Rows from a pointing dataset:
***
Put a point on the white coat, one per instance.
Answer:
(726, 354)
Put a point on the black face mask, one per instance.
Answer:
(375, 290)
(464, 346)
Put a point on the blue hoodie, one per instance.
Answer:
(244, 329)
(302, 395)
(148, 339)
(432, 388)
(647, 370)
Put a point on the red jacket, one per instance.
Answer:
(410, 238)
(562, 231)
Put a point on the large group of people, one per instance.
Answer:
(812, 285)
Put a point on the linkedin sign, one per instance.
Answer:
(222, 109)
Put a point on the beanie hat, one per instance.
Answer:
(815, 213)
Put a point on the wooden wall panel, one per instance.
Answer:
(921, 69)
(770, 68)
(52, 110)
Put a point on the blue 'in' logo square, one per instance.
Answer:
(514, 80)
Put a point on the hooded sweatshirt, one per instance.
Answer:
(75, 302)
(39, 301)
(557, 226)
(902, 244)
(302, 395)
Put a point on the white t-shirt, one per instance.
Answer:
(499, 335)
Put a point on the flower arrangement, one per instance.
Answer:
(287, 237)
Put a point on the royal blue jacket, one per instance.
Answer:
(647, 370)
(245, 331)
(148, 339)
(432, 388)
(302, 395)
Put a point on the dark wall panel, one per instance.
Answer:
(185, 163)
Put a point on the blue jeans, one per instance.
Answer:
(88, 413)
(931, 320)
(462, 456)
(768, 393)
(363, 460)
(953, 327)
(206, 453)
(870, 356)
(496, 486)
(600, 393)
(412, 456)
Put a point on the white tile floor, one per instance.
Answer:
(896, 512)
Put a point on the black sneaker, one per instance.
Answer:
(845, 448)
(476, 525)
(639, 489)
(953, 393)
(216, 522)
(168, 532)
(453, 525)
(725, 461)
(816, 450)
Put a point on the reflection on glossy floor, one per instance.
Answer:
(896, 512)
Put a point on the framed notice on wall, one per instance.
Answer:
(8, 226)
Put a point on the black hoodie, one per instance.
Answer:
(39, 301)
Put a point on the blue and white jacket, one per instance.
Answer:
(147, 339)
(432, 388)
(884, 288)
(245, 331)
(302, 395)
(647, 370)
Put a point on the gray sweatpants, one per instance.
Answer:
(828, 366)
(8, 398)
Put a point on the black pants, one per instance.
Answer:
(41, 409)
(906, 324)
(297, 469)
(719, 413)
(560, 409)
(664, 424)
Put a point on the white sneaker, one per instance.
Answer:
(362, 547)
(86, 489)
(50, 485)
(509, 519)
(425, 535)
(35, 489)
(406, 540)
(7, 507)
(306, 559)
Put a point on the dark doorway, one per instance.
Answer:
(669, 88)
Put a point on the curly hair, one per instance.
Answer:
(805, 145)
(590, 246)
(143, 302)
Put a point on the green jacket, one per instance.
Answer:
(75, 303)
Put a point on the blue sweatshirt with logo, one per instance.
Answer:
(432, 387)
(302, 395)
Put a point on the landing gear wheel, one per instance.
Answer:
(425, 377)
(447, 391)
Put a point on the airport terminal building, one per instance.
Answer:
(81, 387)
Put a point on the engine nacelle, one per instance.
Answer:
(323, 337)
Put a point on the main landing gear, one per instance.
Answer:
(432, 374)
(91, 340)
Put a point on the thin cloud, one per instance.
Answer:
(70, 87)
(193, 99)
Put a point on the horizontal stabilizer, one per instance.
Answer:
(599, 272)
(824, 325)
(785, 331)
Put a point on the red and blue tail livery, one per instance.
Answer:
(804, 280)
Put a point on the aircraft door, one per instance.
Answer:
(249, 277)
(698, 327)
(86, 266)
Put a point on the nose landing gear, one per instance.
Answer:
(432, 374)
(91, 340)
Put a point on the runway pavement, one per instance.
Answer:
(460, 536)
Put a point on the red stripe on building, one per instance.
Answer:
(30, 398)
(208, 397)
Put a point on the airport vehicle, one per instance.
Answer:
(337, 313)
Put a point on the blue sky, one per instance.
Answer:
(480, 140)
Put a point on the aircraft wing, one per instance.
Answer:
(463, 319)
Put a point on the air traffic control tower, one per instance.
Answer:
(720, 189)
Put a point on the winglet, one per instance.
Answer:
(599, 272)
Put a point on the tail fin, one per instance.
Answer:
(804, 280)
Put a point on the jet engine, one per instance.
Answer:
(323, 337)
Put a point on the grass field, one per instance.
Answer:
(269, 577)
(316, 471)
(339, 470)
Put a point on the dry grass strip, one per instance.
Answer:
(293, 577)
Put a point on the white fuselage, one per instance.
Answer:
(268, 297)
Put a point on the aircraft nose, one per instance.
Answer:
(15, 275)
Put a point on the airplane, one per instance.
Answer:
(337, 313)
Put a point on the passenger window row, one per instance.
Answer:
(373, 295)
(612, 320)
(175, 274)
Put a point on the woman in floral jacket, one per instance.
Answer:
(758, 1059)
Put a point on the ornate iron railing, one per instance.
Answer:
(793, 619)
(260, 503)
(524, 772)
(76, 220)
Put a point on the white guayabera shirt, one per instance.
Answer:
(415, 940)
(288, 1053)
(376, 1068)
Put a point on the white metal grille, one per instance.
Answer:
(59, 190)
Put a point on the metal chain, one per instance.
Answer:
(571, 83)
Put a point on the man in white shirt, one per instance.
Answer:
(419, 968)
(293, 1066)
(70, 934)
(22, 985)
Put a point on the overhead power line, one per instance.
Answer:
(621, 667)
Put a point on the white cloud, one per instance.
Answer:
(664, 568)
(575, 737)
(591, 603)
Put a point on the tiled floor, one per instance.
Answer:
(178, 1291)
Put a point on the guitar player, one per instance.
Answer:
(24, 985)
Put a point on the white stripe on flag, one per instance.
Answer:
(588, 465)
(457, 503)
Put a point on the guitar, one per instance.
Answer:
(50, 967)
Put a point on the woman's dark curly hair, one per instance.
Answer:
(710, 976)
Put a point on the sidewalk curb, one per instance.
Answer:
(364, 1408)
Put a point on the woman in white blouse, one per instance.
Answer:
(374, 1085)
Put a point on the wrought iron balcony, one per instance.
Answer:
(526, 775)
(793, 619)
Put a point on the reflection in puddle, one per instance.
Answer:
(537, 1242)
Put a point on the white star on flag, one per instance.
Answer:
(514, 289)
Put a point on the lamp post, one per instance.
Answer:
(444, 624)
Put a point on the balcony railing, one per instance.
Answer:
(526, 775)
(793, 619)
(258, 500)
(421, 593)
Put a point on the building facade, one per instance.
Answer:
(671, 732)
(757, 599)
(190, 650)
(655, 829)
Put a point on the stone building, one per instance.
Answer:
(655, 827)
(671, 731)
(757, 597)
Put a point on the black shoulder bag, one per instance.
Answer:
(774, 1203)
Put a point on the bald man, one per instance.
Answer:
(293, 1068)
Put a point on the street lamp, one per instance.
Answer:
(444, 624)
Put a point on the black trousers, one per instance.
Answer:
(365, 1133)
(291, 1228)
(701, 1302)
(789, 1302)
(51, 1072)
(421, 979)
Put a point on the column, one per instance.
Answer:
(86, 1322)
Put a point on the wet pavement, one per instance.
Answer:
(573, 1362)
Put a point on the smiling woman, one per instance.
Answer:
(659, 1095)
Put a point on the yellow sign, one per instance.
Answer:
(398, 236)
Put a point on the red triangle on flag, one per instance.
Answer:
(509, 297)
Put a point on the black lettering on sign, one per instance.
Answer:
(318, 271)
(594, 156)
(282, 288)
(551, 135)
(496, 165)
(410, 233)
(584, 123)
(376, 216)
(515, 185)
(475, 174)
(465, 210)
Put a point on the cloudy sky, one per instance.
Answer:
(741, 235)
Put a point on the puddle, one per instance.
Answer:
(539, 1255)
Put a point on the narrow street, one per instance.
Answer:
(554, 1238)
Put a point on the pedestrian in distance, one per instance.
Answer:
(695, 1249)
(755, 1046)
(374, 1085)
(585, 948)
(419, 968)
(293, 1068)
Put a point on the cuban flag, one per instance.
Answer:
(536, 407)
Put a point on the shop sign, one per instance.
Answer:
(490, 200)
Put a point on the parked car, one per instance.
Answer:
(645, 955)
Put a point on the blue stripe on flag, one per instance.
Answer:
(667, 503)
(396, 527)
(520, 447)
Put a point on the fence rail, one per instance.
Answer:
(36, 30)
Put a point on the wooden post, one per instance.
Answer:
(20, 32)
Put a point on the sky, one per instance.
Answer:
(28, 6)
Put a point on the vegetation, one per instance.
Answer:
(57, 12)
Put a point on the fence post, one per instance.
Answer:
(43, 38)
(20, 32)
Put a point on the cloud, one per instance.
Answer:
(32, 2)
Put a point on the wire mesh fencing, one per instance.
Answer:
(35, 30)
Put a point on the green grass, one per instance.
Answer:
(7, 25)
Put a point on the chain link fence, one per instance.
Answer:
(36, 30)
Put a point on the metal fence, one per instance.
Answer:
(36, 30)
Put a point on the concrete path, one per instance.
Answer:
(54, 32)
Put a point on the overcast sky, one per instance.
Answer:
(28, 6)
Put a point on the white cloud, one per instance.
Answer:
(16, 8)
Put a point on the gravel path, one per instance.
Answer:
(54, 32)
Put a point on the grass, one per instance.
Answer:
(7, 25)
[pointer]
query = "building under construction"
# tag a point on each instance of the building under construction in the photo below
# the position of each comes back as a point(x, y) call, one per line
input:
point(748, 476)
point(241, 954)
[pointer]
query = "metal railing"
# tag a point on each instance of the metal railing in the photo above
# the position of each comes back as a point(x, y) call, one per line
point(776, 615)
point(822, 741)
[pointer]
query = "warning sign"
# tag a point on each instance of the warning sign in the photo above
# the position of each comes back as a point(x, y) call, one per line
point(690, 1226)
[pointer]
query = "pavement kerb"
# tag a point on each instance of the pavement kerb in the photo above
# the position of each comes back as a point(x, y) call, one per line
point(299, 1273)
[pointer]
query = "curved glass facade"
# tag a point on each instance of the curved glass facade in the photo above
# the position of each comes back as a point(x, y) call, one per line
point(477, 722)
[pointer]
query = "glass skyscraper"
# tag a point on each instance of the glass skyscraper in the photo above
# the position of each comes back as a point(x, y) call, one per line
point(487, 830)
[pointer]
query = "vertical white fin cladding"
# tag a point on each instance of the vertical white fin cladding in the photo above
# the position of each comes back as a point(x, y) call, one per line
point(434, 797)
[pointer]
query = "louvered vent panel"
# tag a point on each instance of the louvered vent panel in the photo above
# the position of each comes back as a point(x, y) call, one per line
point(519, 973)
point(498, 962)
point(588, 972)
***
> _Directions_
Revise the lines beginning with the line that contains "Put a point on the grass, one per instance." and ending with the line that contains "point(477, 722)": change "metal railing" to "steel railing" and leave everything else unchanged. Output only those lines.

> _Task result_
Put a point on the grass, one per instance.
Answer:
(7, 25)
[pointer]
query = "building under construction"
# tag a point on each instance of the building under construction in the photo below
# the position of each comes back as a point(x, y) call, one per line
input:
point(748, 476)
point(241, 954)
[pointer]
query = "steel railing"
# tag a point on each instance of the steel railing in the photo above
# the position of each comes back as a point(x, y) call, one per line
point(776, 615)
point(822, 741)
[pointer]
query = "warning sign"
# tag a point on each instance of the warning sign in the photo above
# the position of each comes back as a point(x, y) call, one per line
point(690, 1226)
[pointer]
query = "pavement kerb"
# tag a point on each instance of the pavement kerb in the photo above
# the position of each comes back as a point(x, y) call, one per line
point(299, 1273)
[pointer]
query = "curved glass facade"
# tag a point on each instance of the curved glass facade in the photo above
# the position of each comes back as a point(x, y) call, one per line
point(477, 722)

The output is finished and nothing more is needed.